BEGIN GIVEN TEXT

Wednesday, December 20, 2017

It Doesn't Matter, Does It?

After Mom died, we made the decision to sell the house, fearing at first that it would be out of necessity to pay her medical bills, but finally just to close the door on that part of our lives which had held so many bad memories.

"MY HOUSE! MY HOUSE!" she would sob when she walked into the kitchen after being away for a few days at the hospital or at Greta's house.

"YOU WILL NEVER TAKE AWAY THE MOST IMPORTANT THING IN MY LIFE~~MY HOUSE AND ALL MY THINGS!" she screamed at Dad after their first meeting with Hospice when he was struggling with mesothelioma.

"SELL THIS HOUSE?  NEVER!  ONLY IF I WOULD BE MOVING TO A BIGGER HOUSE WHICH I NEED TO HOLD ALL OF  MY THINGS!" she responded to us when we suggested that downsizing, finding a place on one floor with yard care and snow removal might be a good idea after Dad died.

The house became like a dungeon.  She kept the drapes drawn, the blinds shut, and taped a black plastic trash bag over the front door window so no one could peek in.

The house was cluttered with her 'things' and papers and envelopes, and stacks of magazines and newspapers.

It was impossible to walk through the house without hitting cobwebs or dustballs or running into spiders.

As we cleaned out the house this past summer, it was obvious that the house needed work, that the kitchen and the bathroom needs updates, and that new paint, pulling up the carpet, and changing window treatments would add to the value.

END GIVEN TEXT
BEGIN GIVEN ENTRIES

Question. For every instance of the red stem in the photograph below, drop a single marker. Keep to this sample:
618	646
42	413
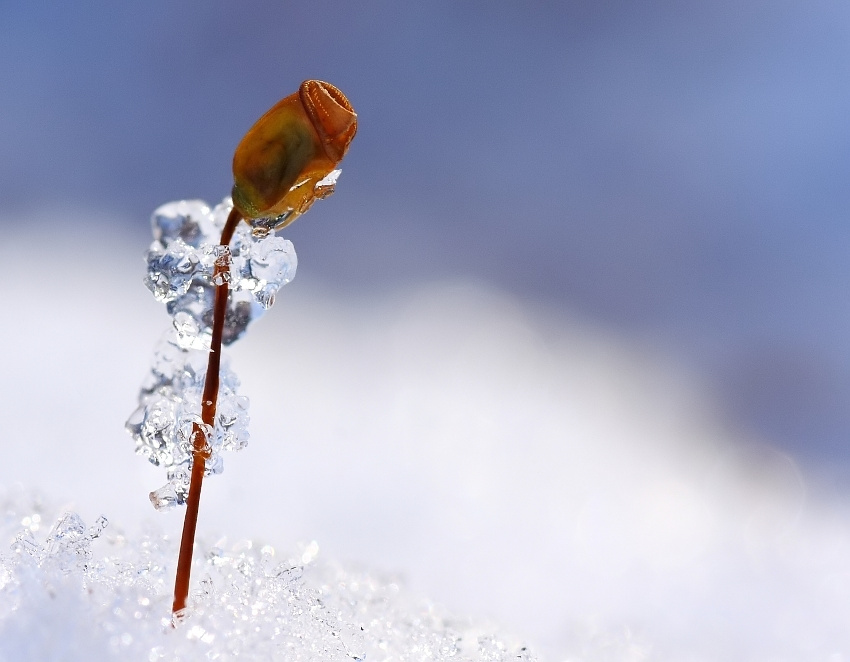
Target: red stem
209	400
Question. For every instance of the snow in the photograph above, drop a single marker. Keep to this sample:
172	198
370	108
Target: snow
518	466
71	597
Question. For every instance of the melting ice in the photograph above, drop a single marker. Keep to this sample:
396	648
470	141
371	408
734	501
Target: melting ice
180	266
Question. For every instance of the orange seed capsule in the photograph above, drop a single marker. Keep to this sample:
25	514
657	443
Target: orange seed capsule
290	150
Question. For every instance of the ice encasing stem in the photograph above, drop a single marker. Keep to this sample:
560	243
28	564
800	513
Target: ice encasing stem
209	399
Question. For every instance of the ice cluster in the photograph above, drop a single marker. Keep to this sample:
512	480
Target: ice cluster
181	265
80	594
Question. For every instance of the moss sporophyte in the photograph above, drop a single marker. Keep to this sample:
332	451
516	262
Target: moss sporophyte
213	286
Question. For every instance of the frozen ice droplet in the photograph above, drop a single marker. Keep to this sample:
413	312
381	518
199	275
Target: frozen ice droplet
273	260
326	186
165	498
188	332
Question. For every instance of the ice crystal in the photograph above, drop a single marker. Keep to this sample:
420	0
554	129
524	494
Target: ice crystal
181	263
110	599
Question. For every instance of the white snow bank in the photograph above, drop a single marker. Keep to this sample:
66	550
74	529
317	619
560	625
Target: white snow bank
77	594
533	470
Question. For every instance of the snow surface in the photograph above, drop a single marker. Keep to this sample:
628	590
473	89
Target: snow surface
514	465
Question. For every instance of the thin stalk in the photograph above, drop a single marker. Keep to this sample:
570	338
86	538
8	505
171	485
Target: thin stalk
200	450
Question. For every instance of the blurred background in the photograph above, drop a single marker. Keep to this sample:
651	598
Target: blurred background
658	180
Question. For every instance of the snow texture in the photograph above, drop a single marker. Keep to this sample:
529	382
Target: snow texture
76	594
181	265
517	463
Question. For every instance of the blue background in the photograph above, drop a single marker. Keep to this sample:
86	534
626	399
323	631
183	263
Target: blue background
676	172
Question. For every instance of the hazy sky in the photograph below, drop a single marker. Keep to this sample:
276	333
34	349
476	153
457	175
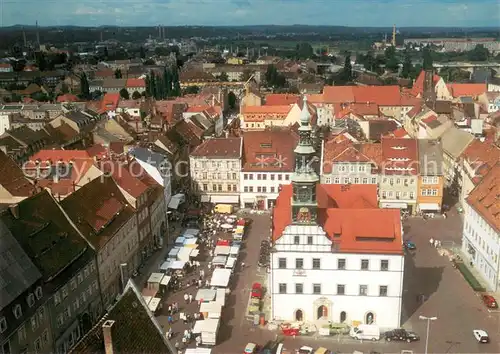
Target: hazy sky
457	13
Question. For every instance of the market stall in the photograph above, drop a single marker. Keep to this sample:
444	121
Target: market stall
221	277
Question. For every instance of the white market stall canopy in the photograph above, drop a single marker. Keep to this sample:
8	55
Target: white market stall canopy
219	260
220	277
175	265
206	295
212	308
222	250
154	303
165	280
210	325
184	254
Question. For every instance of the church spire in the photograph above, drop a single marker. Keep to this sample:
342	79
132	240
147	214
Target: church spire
304	178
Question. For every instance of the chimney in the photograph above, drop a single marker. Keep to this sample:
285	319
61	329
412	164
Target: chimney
108	340
14	209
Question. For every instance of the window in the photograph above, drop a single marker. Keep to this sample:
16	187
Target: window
21	333
3	324
38	292
30	300
341	264
340	289
363	290
382	290
316	263
18	312
384	264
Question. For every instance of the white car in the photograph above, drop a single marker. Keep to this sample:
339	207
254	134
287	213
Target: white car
481	336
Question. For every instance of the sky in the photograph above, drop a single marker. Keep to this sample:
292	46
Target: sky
370	13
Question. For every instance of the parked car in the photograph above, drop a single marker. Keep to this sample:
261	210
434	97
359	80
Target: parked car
481	336
401	335
490	301
251	348
257	291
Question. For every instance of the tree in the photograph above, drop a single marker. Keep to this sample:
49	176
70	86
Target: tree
407	66
84	86
124	94
427	56
231	100
223	77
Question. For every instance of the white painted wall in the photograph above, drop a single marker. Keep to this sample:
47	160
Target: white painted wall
478	235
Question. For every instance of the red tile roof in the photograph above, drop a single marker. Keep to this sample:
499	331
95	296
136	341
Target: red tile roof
472	90
230	148
400	156
350	218
485	198
133	83
269	150
281	99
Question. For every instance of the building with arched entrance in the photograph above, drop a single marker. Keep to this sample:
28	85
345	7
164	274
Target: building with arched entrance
337	257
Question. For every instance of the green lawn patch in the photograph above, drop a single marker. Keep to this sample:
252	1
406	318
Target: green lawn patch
471	279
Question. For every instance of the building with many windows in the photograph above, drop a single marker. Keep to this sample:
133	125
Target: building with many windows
481	236
268	163
336	257
215	168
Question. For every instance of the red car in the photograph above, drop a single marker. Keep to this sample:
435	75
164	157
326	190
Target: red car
257	291
490	301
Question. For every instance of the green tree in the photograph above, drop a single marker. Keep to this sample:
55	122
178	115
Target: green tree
407	66
427	56
124	94
231	100
223	77
84	86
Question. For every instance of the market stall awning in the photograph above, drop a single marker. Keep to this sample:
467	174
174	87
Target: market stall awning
429	206
225	199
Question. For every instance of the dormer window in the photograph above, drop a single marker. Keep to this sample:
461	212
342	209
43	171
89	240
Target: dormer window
30	300
18	312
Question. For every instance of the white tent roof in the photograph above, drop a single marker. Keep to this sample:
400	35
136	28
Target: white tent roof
220	277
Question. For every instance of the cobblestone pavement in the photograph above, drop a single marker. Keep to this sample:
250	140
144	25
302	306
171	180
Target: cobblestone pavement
449	297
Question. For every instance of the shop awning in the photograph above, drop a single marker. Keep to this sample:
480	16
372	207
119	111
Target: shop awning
225	199
429	206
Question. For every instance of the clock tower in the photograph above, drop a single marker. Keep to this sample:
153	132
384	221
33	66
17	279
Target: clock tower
304	179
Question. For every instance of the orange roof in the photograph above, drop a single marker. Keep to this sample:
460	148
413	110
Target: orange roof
461	90
110	102
67	98
350	218
281	99
135	83
485	198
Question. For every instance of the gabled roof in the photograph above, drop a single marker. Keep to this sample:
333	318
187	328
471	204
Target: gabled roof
269	150
229	148
12	178
98	209
134	328
485	198
45	234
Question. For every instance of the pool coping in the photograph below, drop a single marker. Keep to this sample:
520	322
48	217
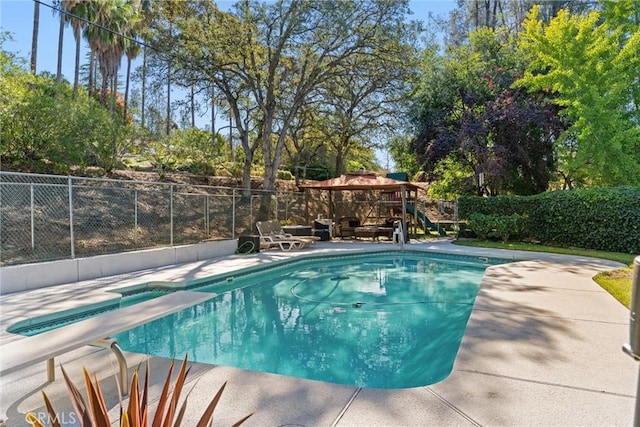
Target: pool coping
542	346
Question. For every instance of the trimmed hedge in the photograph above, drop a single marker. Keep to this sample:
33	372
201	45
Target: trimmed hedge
605	219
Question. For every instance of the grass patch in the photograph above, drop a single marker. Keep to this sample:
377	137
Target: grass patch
616	282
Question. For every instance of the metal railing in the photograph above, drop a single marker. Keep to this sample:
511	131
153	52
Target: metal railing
47	217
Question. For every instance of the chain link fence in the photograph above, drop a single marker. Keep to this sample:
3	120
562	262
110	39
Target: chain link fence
45	218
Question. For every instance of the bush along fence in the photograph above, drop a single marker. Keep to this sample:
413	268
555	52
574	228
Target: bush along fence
48	217
605	219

END GIVEN ENTRIES

WORK REQUIRED: Keep writing the post about selling Mom's house, starting right after its last sentence.

RESULT OF THIS TASK:
Could we do that?  No.  Gary and I have a house in Indiana.  We have family in Indiana.  Our grandchildren live in Indiana.  The house in Wooster is 5-6 hours east of us.  Updating the house, painting, ripping out the kitchen and bathroom and renovating them, tearing up the carpet and refinishing the hardwood floors would require more work and more time than we could commit to the project. Plus the cost of hotel rooms and meals out would be high.  Add to that not knowing who to call for help or where the best place to buy supplies would be...after all, we don't have a Mike Finnegan or Jeff Tanner in Wooster (that we know of, anyway).  Too much to even contemplate.

So we sell.  We hope that a family will embrace the house and want to remodel it to fit them and their lifestyle and enjoy the neighborhood, the house itself, and make lots of memories there.

We thought that was what happened.

But last week the house was listed for sale, by owner.

The kitchen was ripped apart and renovated.

All of the walls had been painted.

The carpet had been ripped up and the hardwood floors in the living room, all three bedrooms, and the hall were beautiful.

The bathroom was renovated.

The basement was carpeted, at least where Dad's office area had been.

It looks great.

But it made me sad.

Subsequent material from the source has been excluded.